**Instrucción escrita 1:**
Traduce al inglés esta oración del fragmento: «Las telarañas que mi mente había tejido, demasiado astuta, para ocultar el auténtico dolor detrás de la ocupación permanente, no dejando resquicio para el pensamiento trascendental, se difuminaron como un trozo de grafito sobre el lienzo con el pitido de la conciencia frente al momento clave que tanto se había eludido.»

**Fragmento del texto:**
------------------------------
Disipé la niebla después de los recuerdos se agolparan en mi mente pugnando por salir a flote mientras las lágrimas no eran capaces de contenerse. 21 veranos resonaban en mi mente como aquello que no se pudo alcanzar por las cadenas que el destino y la tragedia trababan en los pies de los incautos que intentaban ignorar el auténtico sentido de la senda, que no era más que un penetrante caer y a duras penas volver a levantar.
Las telarañas que mi mente había tejido, demasiado astuta, para ocultar el auténtico dolor detrás de la ocupación permanente, no dejando resquicio para el pensamiento trascendental, se difuminaron como un trozo de grafito sobre el lienzo con el pitido de la conciencia frente al momento clave que tanto se había eludido.
------------------------------
**Datos registrados:**
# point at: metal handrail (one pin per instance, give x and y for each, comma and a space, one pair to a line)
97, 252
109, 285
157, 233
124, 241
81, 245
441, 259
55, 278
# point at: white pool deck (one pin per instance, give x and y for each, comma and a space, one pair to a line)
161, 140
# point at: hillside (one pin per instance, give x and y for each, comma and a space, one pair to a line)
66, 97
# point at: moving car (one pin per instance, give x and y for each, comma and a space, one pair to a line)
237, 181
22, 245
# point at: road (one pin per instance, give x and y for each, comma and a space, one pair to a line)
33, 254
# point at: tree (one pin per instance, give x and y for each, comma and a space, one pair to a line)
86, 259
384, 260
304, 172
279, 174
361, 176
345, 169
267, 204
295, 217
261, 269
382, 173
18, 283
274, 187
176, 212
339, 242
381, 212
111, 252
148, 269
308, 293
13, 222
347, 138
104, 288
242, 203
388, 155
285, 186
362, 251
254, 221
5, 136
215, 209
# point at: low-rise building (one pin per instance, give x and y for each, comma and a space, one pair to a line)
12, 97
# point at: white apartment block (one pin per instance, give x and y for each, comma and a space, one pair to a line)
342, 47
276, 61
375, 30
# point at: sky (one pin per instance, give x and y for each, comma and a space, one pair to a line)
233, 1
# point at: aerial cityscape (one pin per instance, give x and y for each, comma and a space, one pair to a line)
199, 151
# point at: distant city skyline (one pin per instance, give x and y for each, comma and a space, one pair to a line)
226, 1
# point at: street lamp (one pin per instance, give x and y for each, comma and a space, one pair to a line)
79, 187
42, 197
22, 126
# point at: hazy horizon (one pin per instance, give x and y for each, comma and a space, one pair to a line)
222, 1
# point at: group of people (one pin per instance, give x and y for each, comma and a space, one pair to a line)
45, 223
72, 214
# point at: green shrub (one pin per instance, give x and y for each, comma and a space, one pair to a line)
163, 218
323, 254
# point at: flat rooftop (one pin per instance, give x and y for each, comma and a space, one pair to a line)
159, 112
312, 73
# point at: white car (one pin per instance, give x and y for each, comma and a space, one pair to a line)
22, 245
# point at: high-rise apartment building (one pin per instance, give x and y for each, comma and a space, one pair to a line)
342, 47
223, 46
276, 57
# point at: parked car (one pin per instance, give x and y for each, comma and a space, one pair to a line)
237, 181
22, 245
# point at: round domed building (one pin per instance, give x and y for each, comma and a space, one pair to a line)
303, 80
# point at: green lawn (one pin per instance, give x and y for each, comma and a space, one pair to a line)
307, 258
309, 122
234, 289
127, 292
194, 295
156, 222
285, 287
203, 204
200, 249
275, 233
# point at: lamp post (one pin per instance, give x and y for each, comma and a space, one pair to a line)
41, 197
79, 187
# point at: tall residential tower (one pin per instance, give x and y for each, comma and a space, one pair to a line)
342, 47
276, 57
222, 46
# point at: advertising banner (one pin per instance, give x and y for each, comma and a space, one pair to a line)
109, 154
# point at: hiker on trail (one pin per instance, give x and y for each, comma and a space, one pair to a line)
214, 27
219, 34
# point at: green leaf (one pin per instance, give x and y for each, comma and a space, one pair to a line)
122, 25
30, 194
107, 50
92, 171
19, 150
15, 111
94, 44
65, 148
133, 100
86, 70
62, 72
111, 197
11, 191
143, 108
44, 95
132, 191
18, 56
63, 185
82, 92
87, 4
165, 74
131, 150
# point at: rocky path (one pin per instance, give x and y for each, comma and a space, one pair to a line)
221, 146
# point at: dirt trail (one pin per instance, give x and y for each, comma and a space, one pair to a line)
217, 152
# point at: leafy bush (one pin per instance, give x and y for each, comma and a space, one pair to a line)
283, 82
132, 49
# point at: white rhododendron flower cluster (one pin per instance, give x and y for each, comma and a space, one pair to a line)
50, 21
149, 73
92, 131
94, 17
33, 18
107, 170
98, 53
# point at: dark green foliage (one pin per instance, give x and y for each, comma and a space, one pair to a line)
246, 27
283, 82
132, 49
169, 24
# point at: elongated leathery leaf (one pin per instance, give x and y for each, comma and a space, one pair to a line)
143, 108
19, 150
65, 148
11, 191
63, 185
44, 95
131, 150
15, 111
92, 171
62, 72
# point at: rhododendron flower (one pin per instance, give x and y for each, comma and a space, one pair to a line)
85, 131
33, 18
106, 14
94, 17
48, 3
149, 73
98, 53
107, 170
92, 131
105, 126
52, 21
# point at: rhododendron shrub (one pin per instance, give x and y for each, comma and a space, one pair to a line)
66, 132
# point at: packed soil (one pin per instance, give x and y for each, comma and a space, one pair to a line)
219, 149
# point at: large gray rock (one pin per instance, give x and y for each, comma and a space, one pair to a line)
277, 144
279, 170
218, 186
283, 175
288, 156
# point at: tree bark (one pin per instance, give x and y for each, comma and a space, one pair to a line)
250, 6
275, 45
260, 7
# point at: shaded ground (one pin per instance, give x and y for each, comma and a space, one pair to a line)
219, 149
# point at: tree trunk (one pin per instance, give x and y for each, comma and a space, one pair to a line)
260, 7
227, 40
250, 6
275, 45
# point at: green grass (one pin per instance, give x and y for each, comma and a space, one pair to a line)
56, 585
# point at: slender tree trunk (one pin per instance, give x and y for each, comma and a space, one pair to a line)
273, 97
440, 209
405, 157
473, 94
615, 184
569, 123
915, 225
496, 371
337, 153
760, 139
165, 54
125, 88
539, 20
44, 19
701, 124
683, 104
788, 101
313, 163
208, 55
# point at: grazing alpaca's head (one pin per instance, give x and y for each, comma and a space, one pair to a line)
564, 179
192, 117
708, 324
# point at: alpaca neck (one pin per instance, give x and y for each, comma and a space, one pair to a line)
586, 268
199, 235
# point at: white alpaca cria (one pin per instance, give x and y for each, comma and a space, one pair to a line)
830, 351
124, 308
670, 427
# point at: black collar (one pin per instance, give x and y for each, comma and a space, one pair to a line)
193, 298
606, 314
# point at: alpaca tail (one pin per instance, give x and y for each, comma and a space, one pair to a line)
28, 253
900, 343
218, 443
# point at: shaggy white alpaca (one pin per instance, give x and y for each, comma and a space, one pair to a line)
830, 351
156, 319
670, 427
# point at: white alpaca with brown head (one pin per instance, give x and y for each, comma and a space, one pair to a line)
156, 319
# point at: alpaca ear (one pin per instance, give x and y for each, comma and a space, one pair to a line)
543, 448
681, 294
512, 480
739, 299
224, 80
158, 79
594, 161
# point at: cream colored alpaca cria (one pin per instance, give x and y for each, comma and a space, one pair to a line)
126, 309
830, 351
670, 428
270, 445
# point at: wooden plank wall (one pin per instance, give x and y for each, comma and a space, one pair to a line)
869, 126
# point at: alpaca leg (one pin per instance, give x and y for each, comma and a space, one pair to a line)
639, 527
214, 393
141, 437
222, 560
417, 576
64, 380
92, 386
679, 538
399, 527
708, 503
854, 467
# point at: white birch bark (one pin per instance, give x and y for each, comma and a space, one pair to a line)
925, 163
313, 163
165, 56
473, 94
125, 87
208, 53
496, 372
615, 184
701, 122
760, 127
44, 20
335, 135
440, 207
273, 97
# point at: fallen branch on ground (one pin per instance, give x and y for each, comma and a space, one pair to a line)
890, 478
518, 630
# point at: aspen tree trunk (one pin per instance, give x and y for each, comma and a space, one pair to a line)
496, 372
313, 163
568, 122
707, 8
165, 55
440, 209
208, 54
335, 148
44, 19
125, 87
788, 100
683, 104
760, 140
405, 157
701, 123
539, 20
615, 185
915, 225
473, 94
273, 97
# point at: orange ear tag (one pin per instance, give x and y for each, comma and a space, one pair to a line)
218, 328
------------------------------
**Instrucción escrita 2:**
Expresa como CSV de dos columnas, «consigna» y «respuesta», el tramo de las entradas que va desde la línea que contiene "# point at: cream" hasta el final de las entradas, ambos extremos incluidos. Pon una fila por entrada, con su texto y su respuesta en sendos campos entre comillas y los saltos de línea convertidos en espacios.

**Solución escrita 1:**
The cobwebs my mind had woven, too cunning, to hide the true pain behind constant busyness, leaving no crack for transcendental thought, blurred away like a piece of graphite on the canvas at the whistle of awareness before the key moment that had been avoided for so long.

**Solución escrita 2:**
consigna,respuesta
"# point at: cream colored alpaca cria (one pin per instance, give x and y for each, comma and a space, one pair to a line)","126, 309 830, 351 670, 428 270, 445"
"# point at: wooden plank wall (one pin per instance, give x and y for each, comma and a space, one pair to a line)","869, 126"
"# point at: alpaca leg (one pin per instance, give x and y for each, comma and a space, one pair to a line)","639, 527 214, 393 141, 437 222, 560 417, 576 64, 380 92, 386 679, 538 399, 527 708, 503 854, 467"
"# point at: white birch bark (one pin per instance, give x and y for each, comma and a space, one pair to a line)","925, 163 313, 163 165, 56 473, 94 125, 87 208, 53 496, 372 615, 184 701, 122 760, 127 44, 20 335, 135 440, 207 273, 97"
"# point at: fallen branch on ground (one pin per instance, give x and y for each, comma and a space, one pair to a line)","890, 478 518, 630"
"# point at: aspen tree trunk (one pin per instance, give x and y for each, comma and a space, one pair to a line)","496, 372 313, 163 568, 122 707, 8 165, 55 440, 209 208, 54 335, 148 44, 19 125, 87 788, 100 683, 104 760, 140 405, 157 701, 123 539, 20 615, 185 915, 225 473, 94 273, 97"
"# point at: orange ear tag (one pin per instance, give x and y for each, comma and a space, one pair to a line)","218, 328"